*TASK PROMPT*
Transcribe everything in the passage on religion and secularism from "Mindful of all" down to "religion vs secularism.", word for word.

Mindful of all these observations, we shall explore three issues which, in my view, have prior relevance to the necessity of moving from a diplomacy of national interests and hegemony to a new vision of history based on two harmonized principles: the protection of specific national cultural rights, and the commitment to a common effort to reach a worldwide space of solidarity and citizenship:
- Beyond the dichotomy of religion vs secularism.
- Rethinking the trilogy religion, ethics, rule of law.
- The status and the role of ‘intellectuals’ in Islamic contexts.
3.1. Beyond the Dichotomy of Religion vs Secularism
This dichotomy is the product of history; developed by religions claiming the monopoly on Truth 3 as a whole: the truth of beliefs and non-beliefs, the truth of the Just Law, the truth of the answers to all questions in the universe, physical phenomena, terrestrial history and the history of salvation, life and death, human nature and activities, etc. Reason, imagination and memory are associated in the articulation, the transmission and the protection of the Truth, from deviations, destruction and negation. All these definitions and strategies that deliver, explain, teach, apply and protect the Truth can be called the ‘religious regime of Truth’. Pre-modern states have adopted, supported and utilized this ‘regime of Truth’ as the ultimate instance of their legitimacy; the ‘managers of the sacred’ (priests, rabbis, imams, wise men) and the secular rulers agreeing to respectively share their responsibilities B religion being the instance of authority, the state, the instance of power B to implement, serve and protect the Truth to which the head of state himself submits as a human being. The alliance between religion and politics has generated a dogmatic control on all levels of the ‘subjects’‘ life and expression, submitted to the religious law itself as mediated by the ruler and his delegates.

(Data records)
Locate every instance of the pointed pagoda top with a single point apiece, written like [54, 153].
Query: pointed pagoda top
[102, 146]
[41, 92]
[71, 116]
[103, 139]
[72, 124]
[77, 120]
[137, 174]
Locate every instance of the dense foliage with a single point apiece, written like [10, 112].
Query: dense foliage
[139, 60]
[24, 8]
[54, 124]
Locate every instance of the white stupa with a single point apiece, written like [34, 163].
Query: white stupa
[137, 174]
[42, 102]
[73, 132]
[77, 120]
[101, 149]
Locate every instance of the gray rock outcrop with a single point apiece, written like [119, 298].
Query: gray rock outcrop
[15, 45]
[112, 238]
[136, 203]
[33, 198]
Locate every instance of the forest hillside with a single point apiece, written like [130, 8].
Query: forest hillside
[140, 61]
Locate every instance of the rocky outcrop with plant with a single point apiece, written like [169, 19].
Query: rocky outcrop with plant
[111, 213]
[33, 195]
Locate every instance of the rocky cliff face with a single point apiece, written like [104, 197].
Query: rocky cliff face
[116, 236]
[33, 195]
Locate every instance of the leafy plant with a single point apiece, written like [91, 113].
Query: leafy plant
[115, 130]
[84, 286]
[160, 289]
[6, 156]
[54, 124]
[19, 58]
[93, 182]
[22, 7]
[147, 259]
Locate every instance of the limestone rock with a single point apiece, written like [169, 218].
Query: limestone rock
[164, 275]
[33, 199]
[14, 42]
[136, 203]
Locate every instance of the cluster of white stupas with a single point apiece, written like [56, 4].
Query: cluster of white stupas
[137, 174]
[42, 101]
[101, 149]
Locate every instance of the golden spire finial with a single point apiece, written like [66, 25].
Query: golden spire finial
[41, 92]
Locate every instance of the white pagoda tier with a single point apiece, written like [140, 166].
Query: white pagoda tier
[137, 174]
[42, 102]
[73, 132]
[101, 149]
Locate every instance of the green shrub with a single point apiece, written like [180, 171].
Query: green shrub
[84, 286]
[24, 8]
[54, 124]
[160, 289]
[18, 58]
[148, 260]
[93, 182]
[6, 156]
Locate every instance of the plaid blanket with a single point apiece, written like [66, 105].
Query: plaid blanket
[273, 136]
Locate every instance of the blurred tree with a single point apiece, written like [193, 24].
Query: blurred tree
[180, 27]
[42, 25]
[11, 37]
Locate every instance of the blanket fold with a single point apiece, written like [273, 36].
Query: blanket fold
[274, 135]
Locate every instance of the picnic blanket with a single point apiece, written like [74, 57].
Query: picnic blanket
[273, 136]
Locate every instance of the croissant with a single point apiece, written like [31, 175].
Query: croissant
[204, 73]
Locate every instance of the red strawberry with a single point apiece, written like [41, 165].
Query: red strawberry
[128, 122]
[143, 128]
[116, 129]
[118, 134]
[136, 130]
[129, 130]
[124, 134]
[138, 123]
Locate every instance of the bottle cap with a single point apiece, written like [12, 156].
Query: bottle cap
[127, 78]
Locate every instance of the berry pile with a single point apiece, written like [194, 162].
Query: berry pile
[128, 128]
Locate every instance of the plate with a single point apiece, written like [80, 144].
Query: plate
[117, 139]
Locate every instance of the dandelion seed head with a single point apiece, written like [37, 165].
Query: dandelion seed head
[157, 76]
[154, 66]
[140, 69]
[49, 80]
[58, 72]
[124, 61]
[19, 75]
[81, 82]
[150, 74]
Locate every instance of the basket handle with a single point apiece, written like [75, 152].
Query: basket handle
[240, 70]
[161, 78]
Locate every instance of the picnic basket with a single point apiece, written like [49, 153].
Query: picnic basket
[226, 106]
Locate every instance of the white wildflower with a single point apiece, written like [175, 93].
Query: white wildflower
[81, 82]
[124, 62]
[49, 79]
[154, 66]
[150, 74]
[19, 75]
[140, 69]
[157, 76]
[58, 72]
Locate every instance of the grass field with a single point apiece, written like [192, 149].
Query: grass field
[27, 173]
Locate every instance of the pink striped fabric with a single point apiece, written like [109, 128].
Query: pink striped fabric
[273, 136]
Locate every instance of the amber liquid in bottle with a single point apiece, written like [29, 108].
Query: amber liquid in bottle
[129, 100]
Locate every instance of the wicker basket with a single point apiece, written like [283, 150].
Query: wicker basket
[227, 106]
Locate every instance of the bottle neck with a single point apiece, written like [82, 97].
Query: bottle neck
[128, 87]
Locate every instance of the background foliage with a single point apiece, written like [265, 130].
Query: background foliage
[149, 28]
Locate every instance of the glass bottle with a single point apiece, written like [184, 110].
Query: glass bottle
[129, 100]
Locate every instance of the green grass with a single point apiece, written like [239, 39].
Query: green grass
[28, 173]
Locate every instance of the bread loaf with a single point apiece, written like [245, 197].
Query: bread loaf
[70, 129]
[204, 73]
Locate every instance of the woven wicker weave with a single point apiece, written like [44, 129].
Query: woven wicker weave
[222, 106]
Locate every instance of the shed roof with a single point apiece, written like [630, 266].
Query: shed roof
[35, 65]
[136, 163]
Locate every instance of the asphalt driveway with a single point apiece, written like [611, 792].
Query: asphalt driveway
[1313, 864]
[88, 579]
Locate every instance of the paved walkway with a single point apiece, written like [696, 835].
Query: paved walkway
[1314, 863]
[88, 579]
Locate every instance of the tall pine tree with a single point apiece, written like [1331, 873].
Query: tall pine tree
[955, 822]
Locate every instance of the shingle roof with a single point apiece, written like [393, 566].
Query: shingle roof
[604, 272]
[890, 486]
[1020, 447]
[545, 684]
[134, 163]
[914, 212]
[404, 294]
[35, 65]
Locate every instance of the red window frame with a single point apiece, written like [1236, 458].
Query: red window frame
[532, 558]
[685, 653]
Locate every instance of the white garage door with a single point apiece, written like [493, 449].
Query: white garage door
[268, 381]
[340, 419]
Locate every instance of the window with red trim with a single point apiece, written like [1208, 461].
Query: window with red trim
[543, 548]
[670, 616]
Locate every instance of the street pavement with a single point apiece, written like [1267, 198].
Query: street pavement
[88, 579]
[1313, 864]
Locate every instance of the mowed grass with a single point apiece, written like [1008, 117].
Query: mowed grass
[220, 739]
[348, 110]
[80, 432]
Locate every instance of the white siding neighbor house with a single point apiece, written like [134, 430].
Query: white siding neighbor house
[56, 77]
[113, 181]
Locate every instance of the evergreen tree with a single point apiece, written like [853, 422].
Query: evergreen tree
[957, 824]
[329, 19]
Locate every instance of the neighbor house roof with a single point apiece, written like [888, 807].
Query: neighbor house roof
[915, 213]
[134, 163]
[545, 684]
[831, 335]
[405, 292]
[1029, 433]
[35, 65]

*RIGHT ANSWER*
Mindful of all these observations, we shall explore three issues which, in my view, have prior relevance to the necessity of moving from a diplomacy of national interests and hegemony to a new vision of history based on two harmonized principles: the protection of specific national cultural rights, and the commitment to a common effort to reach a worldwide space of solidarity and citizenship:
- Beyond the dichotomy of religion vs secularism.